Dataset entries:
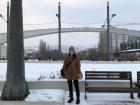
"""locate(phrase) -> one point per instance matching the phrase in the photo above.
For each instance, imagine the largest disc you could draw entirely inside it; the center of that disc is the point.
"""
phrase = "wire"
(41, 23)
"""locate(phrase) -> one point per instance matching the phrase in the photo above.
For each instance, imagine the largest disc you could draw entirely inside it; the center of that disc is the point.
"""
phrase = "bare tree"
(42, 49)
(15, 87)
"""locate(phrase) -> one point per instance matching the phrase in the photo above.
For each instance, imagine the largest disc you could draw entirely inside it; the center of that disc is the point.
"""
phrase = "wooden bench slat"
(112, 89)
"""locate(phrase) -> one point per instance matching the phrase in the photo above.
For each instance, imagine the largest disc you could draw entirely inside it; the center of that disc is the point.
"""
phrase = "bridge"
(41, 32)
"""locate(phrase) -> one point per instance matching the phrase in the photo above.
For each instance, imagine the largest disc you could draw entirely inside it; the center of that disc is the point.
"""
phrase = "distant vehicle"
(32, 56)
(130, 55)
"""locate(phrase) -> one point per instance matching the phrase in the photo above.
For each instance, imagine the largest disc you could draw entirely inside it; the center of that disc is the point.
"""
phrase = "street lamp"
(8, 19)
(113, 15)
(108, 19)
(3, 18)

=== Problem requirements ===
Above are the records; repeat them exactly, omitting every picture.

=== Result of this exercise ===
"""locate(phrase) -> one point per instance matching the phrase in the photo above.
For each instance, imagine the largest disc you could draw entirely inside it; the center of that disc is the point.
"""
phrase = "wire"
(41, 23)
"""locate(phrase) -> one point per instance matching the phrase in the photo above.
For each instance, imagine the largest disc you could draw entirely inside it; the center of that disc is the point.
"""
phrase = "bare tree"
(42, 49)
(15, 87)
"""locate(phrase) -> one point per instance matching the phrase in the photo above.
For each instance, imagine the largest disc you could draw entirely inside it; the center of that disc is the point.
"""
phrase = "wooden bench slat"
(112, 89)
"""locate(phrase) -> one point per instance matching the phrase in the photo above.
For each instance, imagine the largest disc you could draw entirely inside it; the center of that disc is the point.
"""
phrase = "bridge"
(41, 32)
"""locate(phrase) -> one point per instance matching the phrase in the photo above.
For each instance, imagine the largest disc you could draw entirely inside it; the center of that disc is the point.
"""
phrase = "distant vehicle"
(32, 56)
(130, 55)
"""locate(phrase) -> one point per instance matching the phrase in the photo above.
For each instance, imagine the largest disc you could draw entirely inside it; the center of that disc is the point.
"""
phrase = "street lamp"
(8, 19)
(113, 15)
(108, 19)
(3, 18)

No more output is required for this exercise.